*** Opening of Exercise data ***

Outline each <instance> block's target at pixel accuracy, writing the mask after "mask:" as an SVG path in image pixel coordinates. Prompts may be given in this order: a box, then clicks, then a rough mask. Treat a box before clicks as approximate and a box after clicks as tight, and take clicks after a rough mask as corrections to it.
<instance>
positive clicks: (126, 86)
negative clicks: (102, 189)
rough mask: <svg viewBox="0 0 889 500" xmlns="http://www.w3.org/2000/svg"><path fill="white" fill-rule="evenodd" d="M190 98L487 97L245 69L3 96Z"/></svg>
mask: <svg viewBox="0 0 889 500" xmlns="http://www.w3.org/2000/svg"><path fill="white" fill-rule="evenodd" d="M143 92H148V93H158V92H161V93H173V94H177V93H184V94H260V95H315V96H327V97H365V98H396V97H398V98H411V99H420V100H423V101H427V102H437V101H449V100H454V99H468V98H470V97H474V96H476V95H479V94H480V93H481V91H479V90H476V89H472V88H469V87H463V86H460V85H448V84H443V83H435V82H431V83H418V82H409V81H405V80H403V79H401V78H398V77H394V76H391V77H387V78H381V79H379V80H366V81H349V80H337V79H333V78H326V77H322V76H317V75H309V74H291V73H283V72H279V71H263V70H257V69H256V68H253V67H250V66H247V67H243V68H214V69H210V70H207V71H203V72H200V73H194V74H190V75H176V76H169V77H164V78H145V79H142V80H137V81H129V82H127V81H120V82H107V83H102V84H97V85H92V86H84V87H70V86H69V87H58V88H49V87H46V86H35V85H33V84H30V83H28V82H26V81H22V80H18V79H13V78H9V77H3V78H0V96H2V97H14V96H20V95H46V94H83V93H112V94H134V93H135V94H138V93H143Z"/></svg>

*** Close of Exercise data ***

= Directions =
A single number is the whole answer: how many lines in the entries hold the word "instance".

= Result of this exercise =
2